>> Begin
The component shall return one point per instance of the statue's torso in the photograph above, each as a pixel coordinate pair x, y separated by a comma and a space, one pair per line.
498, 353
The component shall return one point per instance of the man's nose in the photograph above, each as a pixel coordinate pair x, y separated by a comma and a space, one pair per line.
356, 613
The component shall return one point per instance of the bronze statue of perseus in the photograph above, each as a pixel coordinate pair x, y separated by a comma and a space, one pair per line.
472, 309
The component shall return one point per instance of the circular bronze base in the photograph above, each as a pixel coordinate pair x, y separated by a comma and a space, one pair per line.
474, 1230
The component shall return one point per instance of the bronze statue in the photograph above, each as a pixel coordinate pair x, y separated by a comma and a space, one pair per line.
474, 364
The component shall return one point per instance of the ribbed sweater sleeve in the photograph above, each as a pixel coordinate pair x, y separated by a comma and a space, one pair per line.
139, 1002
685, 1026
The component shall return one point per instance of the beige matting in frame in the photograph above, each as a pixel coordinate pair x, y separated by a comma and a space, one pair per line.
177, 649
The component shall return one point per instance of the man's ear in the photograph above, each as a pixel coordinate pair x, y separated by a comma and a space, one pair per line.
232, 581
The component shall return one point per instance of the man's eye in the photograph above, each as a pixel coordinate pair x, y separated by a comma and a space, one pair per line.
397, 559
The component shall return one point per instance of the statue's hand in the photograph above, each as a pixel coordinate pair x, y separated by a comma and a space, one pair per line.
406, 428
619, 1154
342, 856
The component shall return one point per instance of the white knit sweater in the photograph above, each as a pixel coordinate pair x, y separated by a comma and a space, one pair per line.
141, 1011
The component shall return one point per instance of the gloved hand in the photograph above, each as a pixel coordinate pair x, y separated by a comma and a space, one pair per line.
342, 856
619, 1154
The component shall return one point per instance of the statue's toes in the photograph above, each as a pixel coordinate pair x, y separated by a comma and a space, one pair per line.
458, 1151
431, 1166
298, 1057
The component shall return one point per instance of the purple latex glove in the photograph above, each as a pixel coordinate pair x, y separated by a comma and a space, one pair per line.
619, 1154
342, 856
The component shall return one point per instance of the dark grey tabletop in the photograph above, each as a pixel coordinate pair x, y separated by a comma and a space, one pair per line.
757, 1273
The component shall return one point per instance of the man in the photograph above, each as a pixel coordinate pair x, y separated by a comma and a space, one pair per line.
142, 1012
>> End
EXERCISE DIRECTIONS:
Beginning at the line containing "the statue's toes", repeat each line exactly through the last line of the entries, and include no other lines.

RESULT:
The component shall return one point per instance of the statue's toes in the photograph above, each as a pixel coordinate pair x, y separated by a comma and a space, one pair per line.
458, 1151
431, 1166
298, 1057
The component shall return one point per instance of the purple latex glove in the photograph above, each as a pixel coordinate pair x, y separated by a comma and a space, one pair per line.
619, 1154
342, 856
The component shall return one point per instance of the dark grey tabletop in the photograph above, each as a pixel coordinate pair x, y separated by a comma and a space, one pair per line.
757, 1273
The component shall return one point per instance of the man in the photograph above, each as a pixel coordinate pair x, y separated by a comma and a space, one pair per line.
142, 1012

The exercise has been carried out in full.